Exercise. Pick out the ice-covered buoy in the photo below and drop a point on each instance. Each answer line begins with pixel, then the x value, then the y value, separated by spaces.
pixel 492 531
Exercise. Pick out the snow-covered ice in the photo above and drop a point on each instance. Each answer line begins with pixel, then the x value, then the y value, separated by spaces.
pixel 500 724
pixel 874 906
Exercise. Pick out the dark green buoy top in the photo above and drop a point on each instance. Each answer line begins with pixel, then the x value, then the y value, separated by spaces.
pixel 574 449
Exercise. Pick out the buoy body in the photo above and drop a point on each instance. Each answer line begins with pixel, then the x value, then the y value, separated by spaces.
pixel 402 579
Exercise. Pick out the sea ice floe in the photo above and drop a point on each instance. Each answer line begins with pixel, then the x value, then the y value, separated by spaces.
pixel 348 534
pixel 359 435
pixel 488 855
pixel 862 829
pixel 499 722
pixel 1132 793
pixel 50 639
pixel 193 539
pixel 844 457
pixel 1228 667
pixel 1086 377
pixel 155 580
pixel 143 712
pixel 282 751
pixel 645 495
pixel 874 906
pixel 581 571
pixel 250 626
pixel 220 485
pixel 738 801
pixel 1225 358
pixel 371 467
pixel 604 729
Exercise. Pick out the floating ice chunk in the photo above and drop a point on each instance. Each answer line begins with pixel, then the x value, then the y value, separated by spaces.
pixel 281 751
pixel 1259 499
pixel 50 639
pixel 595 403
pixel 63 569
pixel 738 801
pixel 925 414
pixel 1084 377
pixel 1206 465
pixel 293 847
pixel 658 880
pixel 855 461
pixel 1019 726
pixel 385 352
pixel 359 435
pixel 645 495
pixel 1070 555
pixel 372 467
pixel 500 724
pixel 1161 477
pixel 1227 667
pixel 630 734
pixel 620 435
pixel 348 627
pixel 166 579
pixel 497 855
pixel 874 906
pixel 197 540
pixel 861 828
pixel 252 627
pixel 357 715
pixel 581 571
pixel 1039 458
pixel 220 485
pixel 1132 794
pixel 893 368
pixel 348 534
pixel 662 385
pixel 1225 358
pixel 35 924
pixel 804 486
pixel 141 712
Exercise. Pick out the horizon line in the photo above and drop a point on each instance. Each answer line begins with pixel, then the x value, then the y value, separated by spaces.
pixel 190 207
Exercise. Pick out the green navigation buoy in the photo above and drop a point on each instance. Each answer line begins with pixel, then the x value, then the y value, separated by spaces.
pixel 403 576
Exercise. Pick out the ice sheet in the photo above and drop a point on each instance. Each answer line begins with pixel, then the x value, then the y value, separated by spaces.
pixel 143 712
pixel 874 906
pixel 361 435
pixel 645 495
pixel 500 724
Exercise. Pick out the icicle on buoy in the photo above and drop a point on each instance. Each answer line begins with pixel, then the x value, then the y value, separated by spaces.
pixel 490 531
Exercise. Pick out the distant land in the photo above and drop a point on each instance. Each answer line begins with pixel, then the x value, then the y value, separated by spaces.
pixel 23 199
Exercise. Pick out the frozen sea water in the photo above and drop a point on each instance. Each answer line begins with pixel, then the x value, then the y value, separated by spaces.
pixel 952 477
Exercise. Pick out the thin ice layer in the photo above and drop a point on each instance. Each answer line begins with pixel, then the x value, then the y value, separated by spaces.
==*==
* STATED EXERCISE
Transcribe the whole listing above, reproducing every line without any change.

* REPLY
Exercise. Pick out the ice-covered buoy in the photo below and drop a point on each instance. Each answer line begins with pixel, then the x value, then the y value, separated by spaces.
pixel 492 531
Exercise. Pick out the snow-covered ice in the photo above and drop a point on each instance. Each answer line begins with pixel, then the x value, then the y value, separated by spaces.
pixel 500 724
pixel 874 906
Exercise. Pick out the dark green buoy top in the photo above and drop a point on each instance. Each answer line begins with pixel, then the x value, then the y value, separated by spaces.
pixel 574 449
Exercise. Pick out the buoy body in the photo above and drop a point on each instance. Each answer line begins with pixel, then the x value, then the y value, separated by spaces.
pixel 402 579
Exercise. Pick out the sea ice floe in the photo above and drop a point on each instance. Each answer line begins with pixel, then the x value, then the y value, separated by spaces.
pixel 348 534
pixel 359 435
pixel 488 855
pixel 862 829
pixel 499 722
pixel 1132 793
pixel 50 639
pixel 193 539
pixel 844 457
pixel 1228 667
pixel 1086 377
pixel 155 580
pixel 143 712
pixel 282 751
pixel 645 495
pixel 874 906
pixel 581 571
pixel 250 626
pixel 220 485
pixel 738 801
pixel 1225 358
pixel 371 467
pixel 604 729
Exercise. Pick out the floating ice chunk in the photo above and drop a point on each instance. Each answer line begins with pixel, then the x value, then the y value, separated by spaces.
pixel 281 751
pixel 1259 499
pixel 50 639
pixel 595 403
pixel 63 569
pixel 738 801
pixel 925 414
pixel 1084 377
pixel 1206 465
pixel 293 847
pixel 658 880
pixel 855 461
pixel 1019 726
pixel 385 352
pixel 359 435
pixel 645 495
pixel 1070 555
pixel 372 467
pixel 500 724
pixel 1161 477
pixel 1227 667
pixel 630 734
pixel 620 435
pixel 348 627
pixel 166 579
pixel 497 855
pixel 874 906
pixel 197 540
pixel 861 828
pixel 252 627
pixel 357 715
pixel 581 571
pixel 1039 458
pixel 220 485
pixel 1132 794
pixel 893 368
pixel 348 534
pixel 662 385
pixel 1225 358
pixel 35 924
pixel 804 486
pixel 141 712
Exercise. Pick out the horizon line in the photo above and drop a point on each instance. Each answer line begins with pixel, then the x value, then the y value, separated by spaces.
pixel 190 207
Exercise. Pick out the green navigation buoy in the photo above and drop a point on each instance. Each answer line begins with pixel, then the x value, then the y value, separated by spaces.
pixel 403 576
Exercise. Pick out the ice sheet in the photo above and drop a point on each instance. Each answer line begins with pixel, then the x value, then the y value, separated by spaces.
pixel 143 712
pixel 874 906
pixel 361 435
pixel 645 495
pixel 500 724
Exercise. Pick out the icicle on buoy in the photo above and drop a point on each instance. Each answer line begins with pixel, then the x value, then the y value, separated by spaces.
pixel 490 531
Exercise. Pick out the distant land in the photo above and drop a point on each instance. Each answer line begins with pixel, then the x value, then the y value, separated by spaces.
pixel 23 199
Exercise. Pick out the frozen sea water in the photo above and drop a point on each instance. Each answer line begins with pixel, then the x value, then the y value, separated by spaces.
pixel 952 477
Exercise. Pick out the thin ice layer in the photo above and drop a point on each instance. Each answer line begins with pixel, then the x value, then the y value, separated by spaces.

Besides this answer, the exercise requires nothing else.